#### WORK INSTRUCTIONS:
• 1. In the Glassdoor scraping proposal, rewrite the passage that begins at "Basically, the proposed" and ends after "dataFrame named **df_glassdoor**.", changing "coffee" to "tea" at every occurrence.
• 2. Write the next part of the Glassdoor scraping proposal, picking up right after its final line.

#### DOCUMENT PASSAGE:
(begin)

# Expanding Target Audience by Scraping LinkedIn and Glassdoor
## Name: Kuan-Cheng Fu

## Chapter 1 Introduction
We decided to explore reliable AI or data processes to unpdate the information of a given target audience list and meanwhile expand the list for more companies in the similar industry. However, to be honest, we still haven't figure out the best way to solve the problem. Therefore, in this proposal, I will demonstrate an intuitive method to try to solve the problem by utilizing Google's search engine and two scraping tools, including Selenium and BeautifulSoup. Althought this method is simple and intuitive and might has some limitations, I believe that the concept of this method is applicable for several potential data sources and might be the inspiration for our next step.

In [138]:
from selenium import webdriver
from selenium.webdriver.common.keys import Keys
from bs4 import BeautifulSoup
from bs4.element import Tag
from time import sleep
import pandas as pd
import numpy as np

## Chapter 2 Framework
### 2.1 Scraping Glassdoor
In fact, besides LinkedIn, there are several reliable job search websites, such as Glassdoor and Indeed, which contain information of different companies in the world. Therefore, in this section, I will focus on scraping information of companies in a certain industry and region from Glassdoor. 

Basically, the proposed method consists of three parts and I will briefly explain each part with an example. Regarding the example, I suppose that we would like to expand a target audience list for more companies in the coffee industry across Europe. 

First, we will navigate to Google to perform a specific search query. The search query **site:www.glassdoor.com/Overview/ AND "coffee" AND "Europe"** will return 9-10 company profiles on Glassdoor per page. Second, we will extract the URLs of each company profile on each page. In this example, we will extract the URLs from only two pages. Last, we will extract the desired data, including company name, website, size, and industry, from each URL. After that, We will store all the data into a dataFrame named **df_glassdoor**.

In [443]:
# Part One
driver = webdriver.Chrome('/Users/fufu/desktop/GitHub/Target Audience Expansion/chromedriver') # https://sites.google.com/a/chromium.org/chromedriver/home
url = 'https:www.google.com'
driver.get(url)
sleep(1)

search_query = driver.find_element_by_name('q')
search_query.send_keys('site:www.glassdoor.com/Overview/ AND "coffee" AND "Europe"') # specific search query
sleep(1)

(end)

#### MATERIAL SUPPLIED:

(begin)

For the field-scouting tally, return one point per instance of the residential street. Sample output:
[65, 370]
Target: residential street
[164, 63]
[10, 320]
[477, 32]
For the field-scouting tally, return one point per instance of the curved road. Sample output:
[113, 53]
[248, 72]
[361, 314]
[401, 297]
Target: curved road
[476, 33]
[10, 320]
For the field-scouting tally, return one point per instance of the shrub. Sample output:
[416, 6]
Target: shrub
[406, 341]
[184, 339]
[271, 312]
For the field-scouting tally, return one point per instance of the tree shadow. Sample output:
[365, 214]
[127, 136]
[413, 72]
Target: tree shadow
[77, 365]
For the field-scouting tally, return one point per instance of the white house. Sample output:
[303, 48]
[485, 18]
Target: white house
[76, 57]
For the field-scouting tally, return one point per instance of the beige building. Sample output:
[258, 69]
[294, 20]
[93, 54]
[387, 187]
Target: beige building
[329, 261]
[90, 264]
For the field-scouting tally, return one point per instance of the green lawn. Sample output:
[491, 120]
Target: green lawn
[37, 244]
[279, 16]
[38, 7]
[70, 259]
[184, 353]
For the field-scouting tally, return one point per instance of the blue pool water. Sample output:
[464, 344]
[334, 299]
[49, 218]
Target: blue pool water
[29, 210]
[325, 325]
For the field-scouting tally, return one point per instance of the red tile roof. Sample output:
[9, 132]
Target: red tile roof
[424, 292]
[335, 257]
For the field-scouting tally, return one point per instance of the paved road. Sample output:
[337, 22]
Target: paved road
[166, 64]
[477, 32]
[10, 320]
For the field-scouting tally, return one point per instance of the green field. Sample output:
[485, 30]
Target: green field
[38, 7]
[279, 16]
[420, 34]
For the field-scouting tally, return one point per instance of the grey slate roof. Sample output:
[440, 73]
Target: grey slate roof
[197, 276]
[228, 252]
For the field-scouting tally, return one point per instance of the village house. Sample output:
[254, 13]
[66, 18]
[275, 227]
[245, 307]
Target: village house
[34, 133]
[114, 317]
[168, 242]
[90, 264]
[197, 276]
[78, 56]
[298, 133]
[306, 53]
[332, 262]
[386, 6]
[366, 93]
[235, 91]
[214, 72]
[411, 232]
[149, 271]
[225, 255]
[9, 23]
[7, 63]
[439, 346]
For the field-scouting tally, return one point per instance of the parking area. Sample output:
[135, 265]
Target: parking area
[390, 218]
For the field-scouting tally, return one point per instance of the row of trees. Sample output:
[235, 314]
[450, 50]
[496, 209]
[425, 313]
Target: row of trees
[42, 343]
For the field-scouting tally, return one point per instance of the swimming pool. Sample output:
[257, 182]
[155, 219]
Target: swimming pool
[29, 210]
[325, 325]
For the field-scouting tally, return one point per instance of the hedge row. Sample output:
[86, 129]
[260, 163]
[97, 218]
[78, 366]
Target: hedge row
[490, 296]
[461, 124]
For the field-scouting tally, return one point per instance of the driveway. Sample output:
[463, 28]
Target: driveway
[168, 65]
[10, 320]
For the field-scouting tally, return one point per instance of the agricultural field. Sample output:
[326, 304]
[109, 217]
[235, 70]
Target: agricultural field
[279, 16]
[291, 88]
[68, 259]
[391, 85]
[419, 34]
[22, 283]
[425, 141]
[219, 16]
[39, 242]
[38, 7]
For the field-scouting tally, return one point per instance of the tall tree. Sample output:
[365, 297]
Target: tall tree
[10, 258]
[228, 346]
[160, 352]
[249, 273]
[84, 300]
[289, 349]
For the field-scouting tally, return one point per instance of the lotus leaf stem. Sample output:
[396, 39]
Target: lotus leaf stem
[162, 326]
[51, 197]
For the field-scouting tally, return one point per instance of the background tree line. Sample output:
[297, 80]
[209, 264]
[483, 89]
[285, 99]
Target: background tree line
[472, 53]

(end)

#### ANSWERS PER TASK:
• 1.
Basically, the proposed method consists of three parts and I will briefly explain each part with an example. Regarding the example, I suppose that we would like to expand a target audience list for more companies in the tea industry across Europe. 

First, we will navigate to Google to perform a specific search query. The search query **site:www.glassdoor.com/Overview/ AND "tea" AND "Europe"** will return 9-10 company profiles on Glassdoor per page. Second, we will extract the URLs of each company profile on each page. In this example, we will extract the URLs from only two pages. Last, we will extract the desired data, including company name, website, size, and industry, from each URL. After that, We will store all the data into a dataFrame named **df_glassdoor**.

• 2.
search_query.send_keys(Keys.RETURN)
sleep(1)

In [446]:
# Part Two
whole_links = []
pages = 2
for i in range(pages):
    soup = BeautifulSoup(driver.page_source,'lxml')
    result_div = soup.find_all('div', attrs={'class': 'g'})
    
    links = []
    titles = []
    for r in result_div:
        try:
            link = r.find('a', href=True)
            title = None
            title = r.find('h3')

            if isinstance(title,Tag):
                title = title.get_text()

            if link != '' and title != '':
                links.append(link['href'])
                titles.append(title)

        except Exception as e:
            print(e)
            continue
    whole_links.extend(links)
    
    driver.find_element_by_link_text('下一頁').click()
    sleep(0.5)

In [447]:
# Part Three
rows = []
for i in range(15):
    driver.get(whole_links[i])
    soup = BeautifulSoup(driver.page_source,'lxml')
    
    result_name = soup.find_all('div', attrs={'class': 'header cell info'})
    result_info = soup.find_all('div', attrs={'class': 'infoEntity'})

    columns = ["Name", "Website", "Headquarters", "Size", "Part of ", "Founded", "Type", "Industry", "Revenue"]
    info = [result_name[0].find('span').text, "None", "None", "None", "None", "None", "None", "None", "None"]
    
    
    for j in range(len(result_info)):
        if result_info[j].find('label').text == "Website":
            info[columns.index("Website")] = result_info[j].find('a', href=True)['href']
            
        else:
            info[columns.index(result_info[j].find('label').text)] = result_info[j].find('span').text

    rows.append(info)

df_glassdoor = pd.DataFrame(rows, columns=["Name", "Website", "Headquarters", "Size", "Part of ", "Founded", "Type", "Industry", "Revenue"])

In [452]:
df_glassdoor.head(10)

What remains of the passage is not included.